- [Problem to work on]: Keep the images out and copy every entry below exactly.

- [Data shown]:
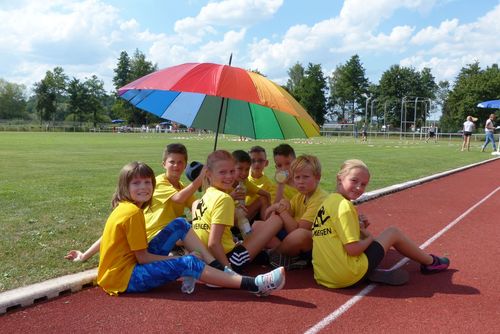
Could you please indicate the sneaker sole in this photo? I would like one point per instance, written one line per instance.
(279, 287)
(390, 277)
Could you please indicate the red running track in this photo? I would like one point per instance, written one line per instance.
(464, 299)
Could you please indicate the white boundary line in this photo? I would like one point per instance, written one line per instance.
(351, 302)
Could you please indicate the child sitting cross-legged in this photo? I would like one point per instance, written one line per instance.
(257, 177)
(213, 216)
(243, 188)
(129, 264)
(291, 247)
(345, 252)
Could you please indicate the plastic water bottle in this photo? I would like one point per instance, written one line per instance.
(188, 284)
(243, 223)
(241, 188)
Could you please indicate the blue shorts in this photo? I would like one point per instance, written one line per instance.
(152, 275)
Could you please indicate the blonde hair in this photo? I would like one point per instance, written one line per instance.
(128, 172)
(214, 157)
(304, 161)
(349, 165)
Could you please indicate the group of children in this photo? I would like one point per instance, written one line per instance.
(294, 223)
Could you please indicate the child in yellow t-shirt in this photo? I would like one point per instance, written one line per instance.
(259, 162)
(242, 187)
(128, 264)
(283, 156)
(344, 252)
(294, 242)
(213, 216)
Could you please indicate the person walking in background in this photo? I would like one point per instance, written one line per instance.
(469, 127)
(432, 133)
(129, 264)
(489, 130)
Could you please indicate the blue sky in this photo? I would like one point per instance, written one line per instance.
(86, 37)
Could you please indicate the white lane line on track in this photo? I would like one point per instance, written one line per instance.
(351, 302)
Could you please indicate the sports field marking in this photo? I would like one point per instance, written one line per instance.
(351, 302)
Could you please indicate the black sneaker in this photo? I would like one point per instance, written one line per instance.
(277, 260)
(439, 264)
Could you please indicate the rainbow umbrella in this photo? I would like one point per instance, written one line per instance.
(221, 98)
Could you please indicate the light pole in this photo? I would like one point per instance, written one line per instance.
(371, 112)
(368, 98)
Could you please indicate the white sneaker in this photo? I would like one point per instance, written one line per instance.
(226, 270)
(271, 281)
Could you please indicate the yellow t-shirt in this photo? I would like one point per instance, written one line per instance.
(336, 224)
(302, 209)
(215, 207)
(124, 233)
(288, 192)
(162, 210)
(263, 183)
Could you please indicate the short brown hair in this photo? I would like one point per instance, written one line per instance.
(306, 160)
(128, 172)
(174, 148)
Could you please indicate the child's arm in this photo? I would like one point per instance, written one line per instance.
(357, 247)
(215, 245)
(183, 195)
(143, 256)
(77, 256)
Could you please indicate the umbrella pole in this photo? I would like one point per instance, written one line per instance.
(220, 111)
(218, 123)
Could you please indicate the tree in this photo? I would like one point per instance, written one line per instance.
(311, 93)
(96, 98)
(51, 95)
(12, 101)
(348, 89)
(122, 71)
(128, 70)
(415, 87)
(296, 74)
(472, 86)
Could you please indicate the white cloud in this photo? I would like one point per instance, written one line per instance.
(450, 46)
(227, 13)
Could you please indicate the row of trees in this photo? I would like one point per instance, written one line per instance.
(345, 96)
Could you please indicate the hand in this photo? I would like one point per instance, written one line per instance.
(74, 255)
(284, 205)
(365, 234)
(363, 221)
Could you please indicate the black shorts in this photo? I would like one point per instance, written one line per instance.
(375, 254)
(238, 257)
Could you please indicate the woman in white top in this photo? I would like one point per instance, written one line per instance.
(468, 129)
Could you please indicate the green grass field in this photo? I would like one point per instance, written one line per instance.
(55, 188)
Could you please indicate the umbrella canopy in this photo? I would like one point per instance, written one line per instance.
(489, 104)
(195, 94)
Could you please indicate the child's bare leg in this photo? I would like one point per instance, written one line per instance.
(297, 241)
(217, 277)
(257, 226)
(392, 236)
(193, 243)
(260, 237)
(253, 208)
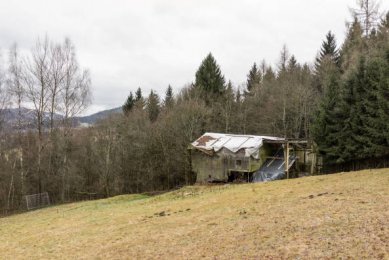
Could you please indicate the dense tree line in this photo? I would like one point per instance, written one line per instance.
(341, 102)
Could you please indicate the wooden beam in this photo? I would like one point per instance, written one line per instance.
(287, 160)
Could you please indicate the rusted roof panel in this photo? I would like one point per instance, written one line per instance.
(216, 141)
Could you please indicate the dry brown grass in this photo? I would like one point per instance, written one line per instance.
(335, 216)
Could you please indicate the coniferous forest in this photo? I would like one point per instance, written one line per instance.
(340, 101)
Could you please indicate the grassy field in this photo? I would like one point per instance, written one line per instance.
(335, 216)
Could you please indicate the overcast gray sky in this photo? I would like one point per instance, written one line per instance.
(153, 43)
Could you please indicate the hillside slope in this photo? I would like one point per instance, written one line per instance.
(341, 215)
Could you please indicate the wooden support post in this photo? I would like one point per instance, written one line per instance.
(287, 160)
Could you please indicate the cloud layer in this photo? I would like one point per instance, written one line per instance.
(154, 43)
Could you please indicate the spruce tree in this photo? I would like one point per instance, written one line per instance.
(329, 50)
(326, 64)
(328, 123)
(129, 104)
(169, 99)
(139, 100)
(374, 109)
(209, 79)
(253, 79)
(354, 46)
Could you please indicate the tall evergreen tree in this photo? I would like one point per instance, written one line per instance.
(209, 78)
(254, 79)
(152, 106)
(327, 125)
(354, 46)
(373, 109)
(169, 99)
(129, 104)
(139, 100)
(328, 50)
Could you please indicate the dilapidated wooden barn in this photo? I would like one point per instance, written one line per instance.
(217, 157)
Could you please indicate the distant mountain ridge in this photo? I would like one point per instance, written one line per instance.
(10, 117)
(94, 118)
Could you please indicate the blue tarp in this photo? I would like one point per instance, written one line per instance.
(273, 168)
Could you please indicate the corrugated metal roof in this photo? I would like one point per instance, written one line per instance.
(216, 141)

- [The solution]:
Could you please indicate the sneaker sole in this photo? I would like one point per instance, written one line per instance.
(279, 287)
(390, 277)
Could you please indicate the red running track in this photo? I would like one point per instance, written one line per instance.
(464, 299)
Could you please indicate the white boundary line in this photo? I would like one point per instance, written one line per instance.
(351, 302)
Could you please indicate the child sitting cross-legged in this photo? I would like one point per instance, written one line per instance.
(257, 177)
(213, 216)
(243, 188)
(129, 264)
(291, 247)
(345, 252)
Could you please indicate the plastic water bottle in this photo? I would like one point per instance, written one line per instance.
(188, 284)
(243, 223)
(241, 188)
Could you please indicate the blue shorts in this photo? I would like one point per instance, written one line per instance.
(152, 275)
Could you please indicate the blonde hair in this photo? I would like one point per instance, written one line per instance.
(128, 172)
(214, 157)
(304, 161)
(349, 165)
Could you please indicate the group of children in this photo? I would like one point per instance, written one line per instance.
(294, 223)
Could you please indicate the child in yellow t-shirt in this photo? I would like one point per instance, written one line per instance.
(259, 162)
(242, 187)
(128, 264)
(283, 156)
(344, 252)
(294, 242)
(213, 216)
Could you please indicate the person walking in background in this photo? I would like one point per instance, written one line per instance.
(469, 127)
(432, 133)
(129, 264)
(489, 130)
Could you please indicate the blue sky in this photo? I would like one point per instance, written one line per instance.
(86, 37)
Could you please indicate the white lane line on track in this photo? I would like one point per instance, written one line per instance.
(351, 302)
Could you please indicate the sports field marking in this photo? I would like one point per instance, written one line per instance.
(351, 302)
Could you please indicate the black sneaker in this photo? I would like one point per instance, written one line per instance.
(277, 260)
(439, 264)
Could you please indicate the rainbow umbrella in this photo? I would like one point per instance, written one line per instance.
(221, 98)
Could you please indicate the light pole in this photo? I would like one point per instance, written one line per instance.
(371, 112)
(368, 98)
Could you please indicate the white sneaker in this photo? I would like one point per instance, written one line per instance.
(226, 270)
(271, 281)
Could you please indicate the yellow t-shirt in this photo? I would like one point per instance, written one line per instance.
(336, 224)
(302, 209)
(215, 207)
(124, 233)
(288, 192)
(162, 210)
(263, 183)
Could you please indicate the short brown hair in this photo? I would like one point per instance, written one line per instance.
(306, 160)
(128, 172)
(174, 148)
Could you please indicate the child's arm in this photo? I would like one point per instance, written one line per instance.
(357, 247)
(215, 245)
(183, 195)
(143, 256)
(77, 256)
Could you please indicate the umbrella pole in this photo? I would like one point per instance, written one line per instance.
(220, 111)
(218, 123)
Could you please indicate the tree in this photo? I would like one point per instance, written one line per instance.
(311, 93)
(96, 98)
(51, 95)
(12, 101)
(348, 89)
(122, 71)
(128, 70)
(415, 87)
(296, 74)
(472, 86)
Could you please indicate the white cloud in this photo? I would like one point per instance, written one line per instance.
(450, 46)
(227, 13)
Could you please indicate the row of trees in this photo? I would like one point per instance, written one line per instance.
(345, 96)
Could you please indicate the hand in this photo? I would like one point per instance, written one line per instance.
(74, 255)
(284, 205)
(365, 234)
(363, 221)
Could you please indicate the black shorts in this photo? I would like one point per instance, written one line per instance.
(375, 254)
(238, 257)
Could you please indicate the woman in white top in this photo? I would like one point per instance, written one line per instance.
(468, 129)
Could you please indicate the green grass field in this photo? I would like one point per instance, written one line per instance.
(55, 188)
Could you please indicate the umbrella canopy in this photo? I would like one point per instance, written one line per instance.
(489, 104)
(195, 94)
Could you please indicate the child's bare leg in this photo? I would like one point per instance, written one line per instance.
(297, 241)
(217, 277)
(257, 226)
(392, 236)
(193, 243)
(260, 237)
(253, 208)
Could you please indicate the dense tree line in this photo? I would like one point per instance, written one line per instance.
(341, 102)
Could you please indicate the wooden beam in this photo? I would like one point per instance, written one line per instance.
(287, 160)
Could you please indicate the rusted roof panel in this photo? I would like one point per instance, written one line per instance.
(216, 141)
Could you please indicate the dry brown grass in this photo? I would like one point per instance, written one line per instance.
(335, 216)
Could you please indicate the coniferous forest in this photo? I would like one point per instance, written one line per instance.
(340, 101)
Could you please indicate the grassy field in this photo? I would like one point per instance, written one line per instance.
(335, 216)
Could you please indicate the overcast gray sky in this photo? I would like one point per instance, written one line per instance.
(153, 43)
Could you please indicate the hillside slope in this photo? I would like one point per instance, written one line per instance.
(341, 215)
Could you please indicate the wooden support post in this photo? I would like one point per instance, written one line per instance.
(287, 160)
Could you please indicate the cloud layer in this photo? I would like one point per instance, written one line per instance.
(154, 43)
Could you please indicate the spruce tree in this photo? I would like one point per instance, written one line per instance.
(329, 50)
(326, 64)
(328, 123)
(129, 104)
(169, 99)
(139, 100)
(374, 109)
(209, 79)
(253, 79)
(354, 46)
Could you please indicate the tall evergreen tree in this photo? I would like one point per instance, written one line per instance.
(209, 78)
(254, 79)
(152, 106)
(327, 125)
(354, 46)
(373, 109)
(169, 99)
(129, 104)
(139, 100)
(328, 50)
Could you please indicate the dilapidated wooden barn in this photo? I would like one point per instance, written one line per instance.
(217, 157)
Could you please indicate the distant mountain ridge in this photo? I would like one point per instance, written one line per instance.
(10, 117)
(94, 118)
Could you please indicate the blue tarp in this photo? I would like one point per instance, written one line per instance.
(273, 168)
Could you please indicate the corrugated metal roof in this photo? I would like one point per instance, written one line per instance.
(216, 141)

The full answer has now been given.